▶ [Alıntı metin]:
━━━━━━━━

15.06.2025 - 13:31 | Son Güncellenme:
Osmanlı arşivi ‘koku’ bakımından da çok zengindi. Özellikle Hürrem Sultan ıhlamur, lavanta, gül, yasemin ve karanfil, Yavuz Sultan Selim tatlı kokular ve kehribar, Kanuni Sultan Süleyman sedir ve sandal gibi yoğun ve baskın kokular, Sultan II. Abdülhamid ise çiçek ve mimoza kokularını kullanmıştı.
Geçmişte olduğu gibi bugün de her kokunun farklı bir anlamı ve psikolojide yeri var. Mesela yasemin, depresyona iyi gelen bir kokudur. Bunun için her çiçeğin her kokunun farklı bir anlamı olabilir. Burnunuz, neye ihtiyacınız olduğunu siz farkında olmadan belirleyip yönlendirebilir. Vücudumuzun zaman zaman tatlı, tuzluyu tercih etmesinin sebebi de budur. Uyku sorunu yaşayan insanların çoğu yastıklarının altına lavanta kokusu koyar. Çünkü lavanta rahatlatıcı bir kokudur.

━━━━━━━━

▶ [Verilen bilgiler]:

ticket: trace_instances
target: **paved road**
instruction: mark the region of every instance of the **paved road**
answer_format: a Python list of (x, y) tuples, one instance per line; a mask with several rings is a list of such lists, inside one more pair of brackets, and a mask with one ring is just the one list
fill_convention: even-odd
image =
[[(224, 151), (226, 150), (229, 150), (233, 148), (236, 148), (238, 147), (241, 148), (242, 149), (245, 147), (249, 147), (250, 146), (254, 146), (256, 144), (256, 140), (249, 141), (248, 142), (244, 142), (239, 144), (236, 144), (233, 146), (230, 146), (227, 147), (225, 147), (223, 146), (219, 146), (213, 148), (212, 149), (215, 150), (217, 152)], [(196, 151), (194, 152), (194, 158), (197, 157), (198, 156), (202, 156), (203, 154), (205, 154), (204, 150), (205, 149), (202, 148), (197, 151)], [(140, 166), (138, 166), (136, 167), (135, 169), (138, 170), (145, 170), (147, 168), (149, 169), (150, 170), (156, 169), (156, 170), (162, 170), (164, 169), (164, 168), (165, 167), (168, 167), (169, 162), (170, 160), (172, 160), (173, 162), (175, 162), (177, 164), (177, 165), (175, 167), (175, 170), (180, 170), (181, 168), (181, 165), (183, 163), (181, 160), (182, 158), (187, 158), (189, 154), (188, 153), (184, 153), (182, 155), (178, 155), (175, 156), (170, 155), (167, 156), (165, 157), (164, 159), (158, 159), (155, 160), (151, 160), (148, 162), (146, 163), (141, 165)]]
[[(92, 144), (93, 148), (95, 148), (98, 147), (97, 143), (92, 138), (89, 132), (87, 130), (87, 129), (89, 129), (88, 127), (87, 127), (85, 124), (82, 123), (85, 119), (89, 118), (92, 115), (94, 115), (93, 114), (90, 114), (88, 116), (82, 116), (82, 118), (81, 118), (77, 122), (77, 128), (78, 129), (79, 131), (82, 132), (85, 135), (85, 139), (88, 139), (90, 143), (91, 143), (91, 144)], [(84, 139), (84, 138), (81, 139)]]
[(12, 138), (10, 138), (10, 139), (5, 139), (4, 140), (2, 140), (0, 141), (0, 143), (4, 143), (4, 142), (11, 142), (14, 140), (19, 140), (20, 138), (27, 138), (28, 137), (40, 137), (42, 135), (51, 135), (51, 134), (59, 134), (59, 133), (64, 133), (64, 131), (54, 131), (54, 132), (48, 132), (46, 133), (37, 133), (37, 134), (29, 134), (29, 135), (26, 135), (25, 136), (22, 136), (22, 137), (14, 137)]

━━━━━━━━

▶ [Alıştırma hedefi]: Kokular üzerine olan alıntı metni, son cümlesinin ardından gelecek biçimde sürdürün. Satırların bu alıştırmada hiçbir rolü yoktur.

▶ [Alıştırma cevabı]:
Osmanlı sarayına adım attığınızda ihtişamı kadar huzuru çağrıştıran kokular da kişinin etrafını sarardı. Bu kokular sadece hoş olmakla kalmaz, aynı zamanda sinirleri sakinleştiren etkileriyle bilinirlerdi. Padişahların sohbetlerinde, ibadetlerinde ve dinlenme alanlarında sıkça tercih ettiği o eşsiz kokunun adı ise ‘nerolî esansı.’
Nerolî, portakal ağacının çiçeklerinden elde edilen, hafif ve kalıcı narenciye çiçeğidir. Osmanlı dönemi belgelerinde, özellikle Sultan II. Abdülhamid’in bu kokuyu en çok kullanan padişahlardan biri olduğu yazar. Hatta nerolî, saraydaki ‘bodur salon’ isimli dinlenme bölümlerinde sık sık buhurlanır ve saray mensuplarının ruh halini dengelemesi için tercih edilirdi.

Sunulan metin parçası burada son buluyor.